FIG. 4 shows an example method 400. The method 400 may be used to synchronize audio output for noise cancellation. The method 400 may be performed, for example, by the computing device 202 of FIG. 2. The method 400 may be used to ensure that interference audio emanating from speakers located on a first computing device and interference audio emanating from a second computing device located remote to the first computing device are simultaneously received at (i.e., captured by) one or more microphones located on the first computing device. Simultaneously receiving the interference audio emanating from speakers located on a first computing device and the interference audio emanating from a second computing device located remote to the first computing device at one or more microphones may comprise receiving the interference audio emanating from speakers located on the first computing device and the interference audio emanating from the second computing device at substantially the same time. The first computing device may comprise an AEC. As described above, ensuring that these different interference audio signals are captured by the microphone(s) at the same time eliminates the need for the AEC to cancel two independent echo tails. Thus, performance of the method 400 may ensure that the cancelling out of interference audio by the AEC is easier, less computationally intensive, and/or more accurate.

A first computing device may comprise at least one speaker and at least one microphone input. At 402, a first time associated with the at least one microphone receiving first audio (i.e., first interference audio) from a second computing device located remote to the first computing device may be determined. For example, the first time may be determined by the first computing device.

YOUR TASKS >>
[A] In one to three sentences, explain why the description of method 400 says the interference audio from both computing devices should reach the microphones at the same time.
[B] Write the next part of the description of method 400, picking up after its final sentence.

[Items listed in a dataset]
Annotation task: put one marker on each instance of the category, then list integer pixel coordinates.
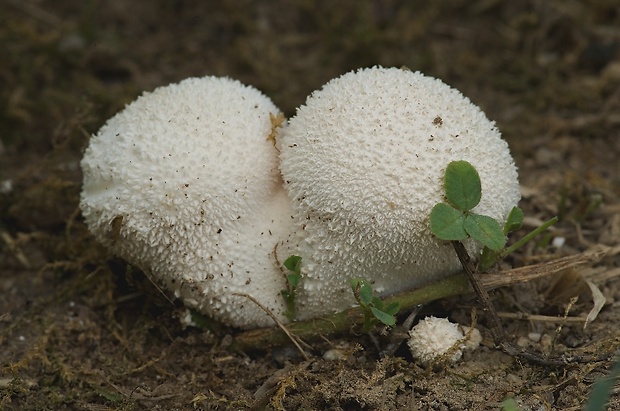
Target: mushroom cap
(433, 337)
(185, 184)
(363, 162)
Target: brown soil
(79, 331)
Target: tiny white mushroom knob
(184, 183)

RESPONSES TO THE EXERCISE >>
[A] When the two interference audio signals are captured by the microphone(s) at the same time, the AEC no longer has to cancel two independent echo tails. As a result, the AEC's cancellation of interference audio can be easier, less computationally intensive, and/or more accurate.

[B]
The first computing device may be any device configured to perform voice recognition. For example, the first computing device may any device that is configured to receive a voice query or a voice command from one or more users. The first computing device may comprise at least one speaker and at least one microphone input. For example, the first computing device may comprise a STB. The second computing device may comprise, for example, any device that is configured to output audio. For example, the second computing device may comprise at least one of a television, a smart television, a desktop computer, a laptop computer, a handheld computer, a tablet, a smartphone, and a gaming console.

The first audio may be, for example, the audio portion of content (i.e., content audio). The first computing device may be configured to cause output of the content audio via the second computing device. To cause output of the content audio via the second computing device, the first computing device may send, to the second computing device, the content audio via HDMI. The second computing device may receive the content audio via HDMI and process the content audio. The second computing device may output the processed content audio via one or more speakers associated with the second computing device.

Interference audio may emanate from more than one audio source. For example, in addition to the first audio (i.e., first interference audio) emanating from the second computing device, second audio (i.e., second interference audio) may emanate from the speakers of the first computing device. However, as described above, an AEC may not be able to properly filter out the first and second interference audio from a microphone input signal if the first and second interference audio signals are not captured by the microphone(s) of the first computing device at the same time. For example, if the first and second interference audio signals are not captured by the microphone(s) at the same time, the AEC may need to cancel two independent echo tails. Cancelling two independent echo tails may increase the amount of work that needs to be performed by the AEC and/or may make it more difficult for the AEC to fully filter out the first and second interference audio from the microphone input signal.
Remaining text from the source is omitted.